▸ Supplied information
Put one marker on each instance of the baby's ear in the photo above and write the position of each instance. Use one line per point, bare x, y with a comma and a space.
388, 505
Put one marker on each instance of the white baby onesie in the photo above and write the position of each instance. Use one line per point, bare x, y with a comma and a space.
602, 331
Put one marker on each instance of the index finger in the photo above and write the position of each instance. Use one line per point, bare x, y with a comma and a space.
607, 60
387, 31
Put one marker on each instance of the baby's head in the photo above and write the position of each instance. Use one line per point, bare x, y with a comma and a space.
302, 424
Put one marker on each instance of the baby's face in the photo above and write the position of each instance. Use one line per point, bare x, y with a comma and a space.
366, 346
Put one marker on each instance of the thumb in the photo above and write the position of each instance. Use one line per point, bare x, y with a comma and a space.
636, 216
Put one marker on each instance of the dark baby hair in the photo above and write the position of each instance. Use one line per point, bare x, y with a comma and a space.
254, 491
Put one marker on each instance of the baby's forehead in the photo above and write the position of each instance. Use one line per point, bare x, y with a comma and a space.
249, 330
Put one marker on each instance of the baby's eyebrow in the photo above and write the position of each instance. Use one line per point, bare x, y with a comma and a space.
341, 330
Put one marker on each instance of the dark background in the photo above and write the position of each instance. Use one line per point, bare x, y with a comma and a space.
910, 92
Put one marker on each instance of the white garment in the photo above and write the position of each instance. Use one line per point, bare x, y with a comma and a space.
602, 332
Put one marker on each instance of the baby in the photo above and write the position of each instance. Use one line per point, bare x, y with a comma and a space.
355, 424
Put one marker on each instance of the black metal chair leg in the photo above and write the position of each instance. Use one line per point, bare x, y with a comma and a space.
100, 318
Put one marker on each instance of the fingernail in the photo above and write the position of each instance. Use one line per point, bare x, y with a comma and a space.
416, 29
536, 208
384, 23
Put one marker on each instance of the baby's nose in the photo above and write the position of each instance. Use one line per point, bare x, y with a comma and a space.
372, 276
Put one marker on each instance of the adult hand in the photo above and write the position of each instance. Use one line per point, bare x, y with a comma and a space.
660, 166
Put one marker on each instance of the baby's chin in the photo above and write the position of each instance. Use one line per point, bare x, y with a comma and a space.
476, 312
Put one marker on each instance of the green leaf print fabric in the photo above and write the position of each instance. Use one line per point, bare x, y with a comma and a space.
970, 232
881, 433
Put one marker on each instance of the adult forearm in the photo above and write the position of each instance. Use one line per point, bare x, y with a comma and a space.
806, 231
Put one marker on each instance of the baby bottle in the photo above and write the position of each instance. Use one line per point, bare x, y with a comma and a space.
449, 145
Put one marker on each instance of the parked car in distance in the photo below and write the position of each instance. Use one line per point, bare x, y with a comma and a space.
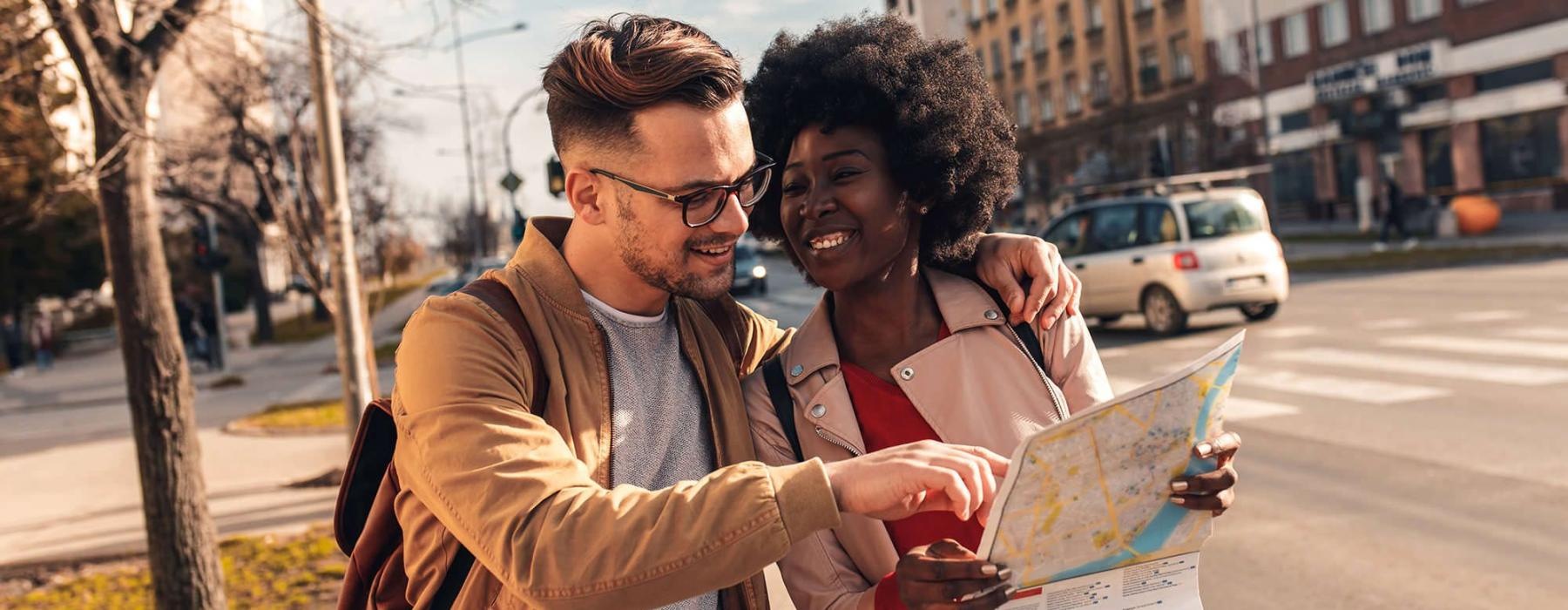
1175, 254
752, 274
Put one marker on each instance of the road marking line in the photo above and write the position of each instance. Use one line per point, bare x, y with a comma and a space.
1538, 333
1289, 331
1391, 363
1340, 388
1485, 347
1242, 410
1491, 315
1391, 325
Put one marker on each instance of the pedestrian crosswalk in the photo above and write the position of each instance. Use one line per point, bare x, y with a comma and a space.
1402, 364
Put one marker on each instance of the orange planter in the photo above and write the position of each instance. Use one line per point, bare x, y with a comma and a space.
1476, 214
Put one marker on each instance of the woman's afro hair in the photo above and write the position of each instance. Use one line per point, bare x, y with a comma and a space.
948, 139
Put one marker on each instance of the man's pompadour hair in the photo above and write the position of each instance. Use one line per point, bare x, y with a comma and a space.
626, 63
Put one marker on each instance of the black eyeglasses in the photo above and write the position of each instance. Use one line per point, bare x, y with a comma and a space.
705, 206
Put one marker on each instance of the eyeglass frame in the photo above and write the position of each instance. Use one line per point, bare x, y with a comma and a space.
766, 164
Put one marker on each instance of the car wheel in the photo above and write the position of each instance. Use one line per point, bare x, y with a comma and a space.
1162, 311
1260, 311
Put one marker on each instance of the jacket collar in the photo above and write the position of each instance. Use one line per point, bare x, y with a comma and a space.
538, 258
962, 303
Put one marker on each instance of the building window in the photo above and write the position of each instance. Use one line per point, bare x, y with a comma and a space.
1230, 54
1295, 41
1375, 16
1065, 19
1264, 46
1048, 107
1150, 68
1429, 93
1521, 146
1295, 121
1436, 157
1513, 76
1099, 78
1095, 16
1074, 99
1181, 62
1419, 10
1335, 23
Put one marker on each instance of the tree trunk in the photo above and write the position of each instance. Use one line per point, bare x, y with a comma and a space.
182, 543
260, 300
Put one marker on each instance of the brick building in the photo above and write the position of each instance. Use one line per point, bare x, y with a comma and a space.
1101, 90
1444, 96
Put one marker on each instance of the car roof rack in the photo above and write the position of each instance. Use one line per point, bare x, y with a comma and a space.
1168, 184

▸ Problem to work on
Skip the images and write out the rest of the listing exactly.

▸ Output for this task
Put one marker on each instance of the baby's ear in the photo above and write the position of each instance. Use one line per point, bare x, y with a comma and a space.
388, 505
Put one marker on each instance of the white baby onesie in the photo above and write the position of each instance. Use one line per point, bare x, y with a comma and a space.
602, 331
Put one marker on each instance of the index finger in the photo above and write the position of each instance. Use one line per point, bare x, y with a comma and a space.
607, 60
387, 31
Put one marker on each instance of the baby's head in the photo above and write the position of each instance. Use one line per point, bare x, y with a comma and a space.
302, 424
Put one marker on each instance of the baby's face in the photo above and write the position of each instance. Use one line per point, bare x, y with a comma and a space.
366, 346
Put one marker on each instance of the thumb in the photo above and write the position of each instance. Use one line per point, bare x, y with a comma and a space.
636, 216
Put one marker on each instance of the dark baby hair in the photo above and write the position of each instance. Use one line per point, bare x, y with a comma and a space.
254, 491
Put one marker on each instance of the baby's forehead in the photo above and write the position of each instance. Use one line per point, bare x, y with a comma and a space.
249, 330
Put one marker on each instance of the baby's eyebrow in the photo above and write the position of each instance. Use one line per point, bare x, y with a comma and a space.
341, 330
Put one marker on each instance of the dark background in the photo above and write the position of each instance. Use one line per point, bare x, y with a comma and a space.
910, 92
Put one marker on each instance of the white garment in the photo above and write the position of each instance. Use one line per point, bare x, y with a comma and a space.
602, 332
Put one marker on each instance of the baby in the photo above and write the position of each instance. Use one line per point, bare x, y with a comma and a space.
355, 424
Put one marker on each instance of the black metal chair leg in the photo above and write the position of each instance. Use one line per point, bare x, y with a comma and a space.
100, 318
Put one marker on each instance of the fingernail in the photo above and write the position of each instance. Use one line per point, bare x, y with a comma and a space.
416, 29
536, 208
384, 23
Put one marker on each instance of the baby's nose in the photo above and write the position of each instance. Use one line per point, bare x, y with a comma and a space.
372, 276
Put one marker on each instance of the adult hand in the photo above and write the position of each instance. Use one line per point, bare x, y with a comma and a space.
660, 166
Put one marker on each instance of the baby's chin in the photo above and write the position of each instance. Use one line per point, bare x, y with a comma and a space.
476, 312
Put one marker on each instance of the green leaf print fabric in the photo above and write the position of each instance. Use one line per point, bare x, y with a comma and a space.
970, 232
881, 433
Put one marker on each instance of the adult forearm in the photo above and write the position of each instance. Use one line per point, bare x, y with a comma and a space.
806, 231
Put one marker on each instance of the baby bottle in the photo above and write the position of each instance. Use one line per point, bare x, y with a comma and a space.
449, 145
Put one marker on each instance of the parked car in distance in the photo below and write the position of each instance. Use one line per point, bare x, y with a comma and a space.
1175, 254
752, 274
Put one marker on each instance of the road marking line in the photo above and write the position of each instance. Use one line per point, bare x, y with a comma and a space.
1538, 333
1289, 331
1391, 363
1340, 388
1485, 347
1242, 410
1491, 315
1391, 325
Put one marker on each instance of the pedestrian crosswalk in the photo above and write the position of each instance. Use one line per point, bare x, y with a comma and a space.
1402, 364
Put one marker on each instance of the orange planter in the photo above and write the position of each instance. Use one line per point, bare x, y with a comma and a space.
1476, 214
Put one marker on each instance of the woman's afro hair in the photo above and write the position of each instance. Use one line per point, bare x, y with a comma and a space.
948, 139
Put one marker on each instance of the man's pompadour hair in the photo above and write the position of each instance. Use one line per point, bare x, y with a comma and a space.
626, 63
Put one marker on each instance of the black eyeglasses in the photo above and write the position of each instance. Use one line per point, bare x, y with a comma and a space.
705, 206
Put one marker on each instance of the eyeglass frame in the photo above and write the position of each instance. Use one line per point, bare x, y with a comma and a space.
766, 164
Put one marker on each instance of the car wheel in the photo above and write the position of each instance. Use one line per point, bare x, y with a comma and a space.
1162, 311
1260, 311
Put one marker on each instance of the jacket collar in the photo above and write the position of each instance. Use one line per point, bare x, y with a comma and a space.
538, 258
962, 303
Put one marker on each instance of the building window in the photo above and write the position of each instance. Use one line per point, bare x, y with a comma and a space.
1230, 54
1295, 41
1375, 16
1065, 19
1264, 46
1048, 107
1150, 68
1429, 93
1521, 146
1295, 121
1436, 157
1513, 76
1099, 78
1095, 16
1074, 99
1181, 62
1419, 10
1335, 23
Put one marker on each instance of the tree trunk in the photo above and write the position of each instance. Use one line per point, bare x, y with a comma and a space.
182, 543
260, 300
Put one marker on each instance of the brick building in the photo above and write the position of each instance. Use one line per point, bare x, y with a comma and a space.
1101, 90
1444, 96
Put one marker on each instance of the car roof rack in the photo above and write the position of each instance. Use one line per point, bare x, y with a comma and a space.
1168, 184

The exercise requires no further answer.